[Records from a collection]
⁂
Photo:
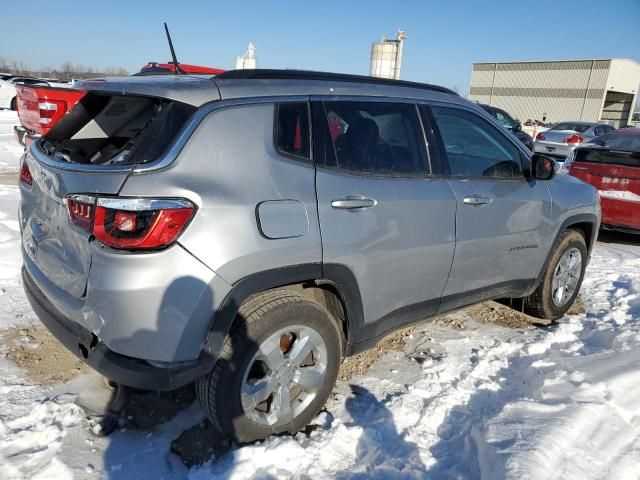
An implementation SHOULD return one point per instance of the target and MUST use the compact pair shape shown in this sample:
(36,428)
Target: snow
(486,401)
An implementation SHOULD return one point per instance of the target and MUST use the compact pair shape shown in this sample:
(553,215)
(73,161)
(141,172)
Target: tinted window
(505,119)
(292,128)
(375,137)
(473,147)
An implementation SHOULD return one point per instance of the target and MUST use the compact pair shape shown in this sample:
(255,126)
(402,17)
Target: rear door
(382,215)
(502,219)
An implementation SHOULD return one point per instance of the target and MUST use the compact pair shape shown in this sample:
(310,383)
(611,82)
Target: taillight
(575,138)
(25,174)
(81,210)
(50,111)
(131,223)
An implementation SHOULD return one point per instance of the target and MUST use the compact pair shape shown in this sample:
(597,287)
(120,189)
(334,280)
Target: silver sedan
(562,139)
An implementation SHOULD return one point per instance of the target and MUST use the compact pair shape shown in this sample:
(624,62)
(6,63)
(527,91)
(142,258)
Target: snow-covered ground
(485,401)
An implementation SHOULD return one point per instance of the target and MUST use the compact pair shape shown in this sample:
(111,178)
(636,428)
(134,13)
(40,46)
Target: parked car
(40,108)
(246,231)
(8,93)
(611,163)
(561,139)
(510,124)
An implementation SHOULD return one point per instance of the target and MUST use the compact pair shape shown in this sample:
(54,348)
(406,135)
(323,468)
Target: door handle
(352,203)
(476,200)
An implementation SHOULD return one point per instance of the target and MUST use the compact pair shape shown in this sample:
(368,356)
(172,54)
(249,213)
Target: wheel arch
(334,286)
(585,223)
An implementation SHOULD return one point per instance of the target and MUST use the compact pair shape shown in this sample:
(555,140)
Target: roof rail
(273,74)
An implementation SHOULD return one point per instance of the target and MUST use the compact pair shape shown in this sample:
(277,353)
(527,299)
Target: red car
(155,68)
(611,163)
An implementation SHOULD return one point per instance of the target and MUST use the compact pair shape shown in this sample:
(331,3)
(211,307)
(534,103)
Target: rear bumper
(119,368)
(623,214)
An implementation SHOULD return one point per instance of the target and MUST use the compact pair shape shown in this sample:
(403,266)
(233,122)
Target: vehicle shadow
(460,451)
(382,452)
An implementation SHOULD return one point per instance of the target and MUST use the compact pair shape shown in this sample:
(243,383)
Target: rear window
(292,128)
(116,130)
(610,157)
(575,127)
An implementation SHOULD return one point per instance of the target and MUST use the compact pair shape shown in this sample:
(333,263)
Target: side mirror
(542,167)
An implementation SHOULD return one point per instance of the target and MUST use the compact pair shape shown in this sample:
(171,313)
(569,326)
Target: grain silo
(248,60)
(386,57)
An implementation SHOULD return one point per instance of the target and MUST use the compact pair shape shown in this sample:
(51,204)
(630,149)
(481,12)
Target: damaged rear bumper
(119,368)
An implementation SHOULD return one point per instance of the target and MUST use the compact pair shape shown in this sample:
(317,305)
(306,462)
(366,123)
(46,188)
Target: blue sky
(444,37)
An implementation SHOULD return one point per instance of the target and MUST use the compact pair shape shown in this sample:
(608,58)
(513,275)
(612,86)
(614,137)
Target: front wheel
(276,370)
(561,280)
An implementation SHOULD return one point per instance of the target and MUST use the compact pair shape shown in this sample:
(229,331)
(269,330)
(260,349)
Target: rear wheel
(561,280)
(276,370)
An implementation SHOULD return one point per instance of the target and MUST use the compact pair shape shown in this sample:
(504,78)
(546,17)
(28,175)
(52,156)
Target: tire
(242,364)
(542,303)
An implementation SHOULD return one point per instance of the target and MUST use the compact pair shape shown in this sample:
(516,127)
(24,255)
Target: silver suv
(247,231)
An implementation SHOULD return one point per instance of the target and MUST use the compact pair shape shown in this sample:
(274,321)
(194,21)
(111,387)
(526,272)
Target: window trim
(524,157)
(279,151)
(420,137)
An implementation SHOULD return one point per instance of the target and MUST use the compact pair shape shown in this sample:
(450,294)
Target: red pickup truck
(611,163)
(39,108)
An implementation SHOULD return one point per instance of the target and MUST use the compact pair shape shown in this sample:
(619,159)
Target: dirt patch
(359,364)
(43,358)
(578,307)
(200,443)
(493,312)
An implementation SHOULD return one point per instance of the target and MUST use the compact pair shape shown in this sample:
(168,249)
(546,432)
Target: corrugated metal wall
(566,90)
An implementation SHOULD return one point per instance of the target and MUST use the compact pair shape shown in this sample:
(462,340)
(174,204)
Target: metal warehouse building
(590,90)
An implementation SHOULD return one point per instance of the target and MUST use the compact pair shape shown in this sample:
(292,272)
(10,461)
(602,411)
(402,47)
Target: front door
(382,215)
(503,218)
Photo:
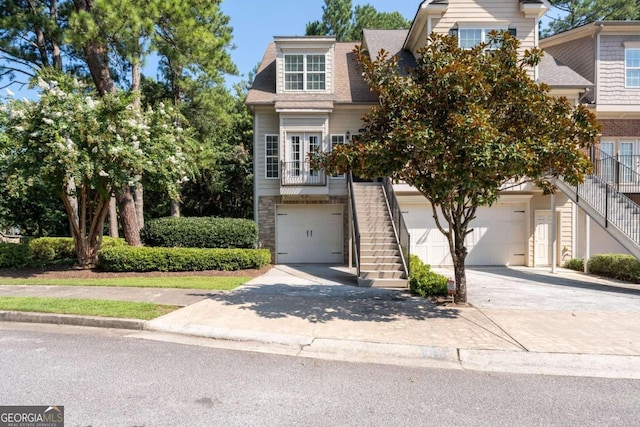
⁂
Give every entry again as it is, dropping its pictures.

Photo:
An implementation SHOULD return one point per instance of the target and MUST use the compact pair shape shown in this sample:
(36,428)
Target: snow
(486,401)
An implementation SHOULD return one point per instance of the target and MUST use the compact pair shape shown in this sample:
(553,215)
(73,161)
(141,172)
Target: tinted window
(505,119)
(292,128)
(375,137)
(473,147)
An implementation SHOULD return one point per instance of the target and MUST use the compact pair shape shown in this sample:
(255,126)
(402,17)
Target: rear door
(382,215)
(502,219)
An implementation SHOULD return one point per instance of the target and MUST use the compact pair shape shown in this sample:
(310,383)
(611,82)
Target: taillight
(575,138)
(25,174)
(81,210)
(50,111)
(131,223)
An implementation SHOULD return one point per instance of the target and MUST use the compact pair shape shown in this sample:
(597,287)
(120,189)
(334,280)
Target: silver sedan
(562,139)
An implementation SHOULD return one point per instance of the target and MUST use the compact pair shape shown in this sample:
(624,62)
(6,63)
(527,91)
(142,258)
Target: snow-covered ground
(485,401)
An implementation SHOULD return one point per instance of the target and MUST use the compact pair shape shown in this sample:
(111,178)
(636,428)
(134,13)
(40,46)
Target: parked car
(40,108)
(246,231)
(8,93)
(611,163)
(561,139)
(510,124)
An implementation SHOULD return one point per instance of the target and MUST use the compact pair shape shown in this sample:
(54,348)
(406,135)
(323,468)
Target: door handle
(352,203)
(476,200)
An implementation SHOULD return one point per instance of the target and MUST use the compact pair shape shown in this sample:
(368,356)
(172,54)
(249,213)
Target: wheel arch
(334,286)
(585,223)
An implementation SHOULD return one point per instance of the target and MUST use the compact pair shape shown in this sample:
(555,140)
Target: roof rail
(273,74)
An implementation SHOULD return one point per instance of the target and MUST use the compact pair shape shown in this sample:
(277,353)
(527,299)
Target: red car
(155,68)
(611,163)
An implementation SHOULD return one point per instance of the target and MUST use the compact pair shape shown in this sample:
(331,3)
(211,307)
(534,103)
Target: rear bumper
(119,368)
(623,214)
An implementation SHOULD return one point per instance of the target and MUST use the compact pair shape shown in this sample:
(403,266)
(233,122)
Target: vehicle shadow
(460,451)
(382,452)
An implementation SHOULD return one point per instance of the target and MUST use the compact pair shape shown in this sample:
(243,383)
Target: rear window
(292,128)
(116,130)
(610,157)
(575,127)
An implementation SHOULD return one point per instance of the target and MUST use the compact pair shape shown in this sample:
(333,263)
Target: side mirror
(542,167)
An implementation SHOULD return one point per instance of the target and MUST use the compact pair shape shown in this sample:
(171,313)
(569,326)
Target: grain silo
(248,60)
(386,57)
An implementation SHOULD return one point per instance of the target and MUST use the compact pair shape shown in this sample:
(51,204)
(630,149)
(481,12)
Target: damaged rear bumper
(119,368)
An implementation SHOULD return one point per instance of the target and MUST use the compact pair shape shown in this sample:
(317,305)
(306,462)
(366,123)
(46,188)
Target: blue sky
(444,37)
An implementation SHOULD return one point per instance of the target and MUST use the compact pair shape shown in this sample:
(608,58)
(513,275)
(612,86)
(614,137)
Target: front wheel
(276,370)
(561,280)
An implementation SHOULD return one point per instance of the target and MUST use the compact pair shape shown in this sample:
(229,331)
(269,330)
(260,349)
Target: rear wheel
(561,280)
(276,370)
An implementation SHOULD return one point per instance of the target and MUST use the compact pair shape shown in this sample:
(504,78)
(546,17)
(28,175)
(52,156)
Target: tire
(242,364)
(542,303)
An implementation SHOULD return one point per instance of the target and MUST use the compact pair shape shown in this sample:
(516,127)
(24,255)
Target: silver suv
(247,231)
An implementation SHOULD return one point per instance of the target and MUST use the compact pair shape shown in this sample:
(274,321)
(194,21)
(111,387)
(526,272)
Target: window trim
(524,157)
(279,151)
(420,137)
An implementation SHOULD return one point per instance of the target and MUST use the compact pair shape shown in this sample:
(450,294)
Target: red pickup truck
(611,163)
(39,108)
An implementation SHOULD return one point per instance of the target and MUST use the compact pair shape shown in this sample:
(619,159)
Target: dirt patch
(359,364)
(43,358)
(578,307)
(200,443)
(493,312)
An implementation SHOULD return one point per instance of the target and MUST use the compact pair shape shown in this sample:
(168,249)
(546,432)
Target: corrugated metal wall
(566,90)
An implementation SHOULD return one point per instance of the target and MUST use the compact pair shape shown in this sample:
(462,340)
(174,204)
Target: metal warehouse building
(590,90)
An implementation SHOULD return one point per instance of the target and MUST use the compact pair shape shown in this sample:
(292,272)
(10,461)
(602,411)
(402,47)
Target: front door
(382,215)
(503,218)
Photo:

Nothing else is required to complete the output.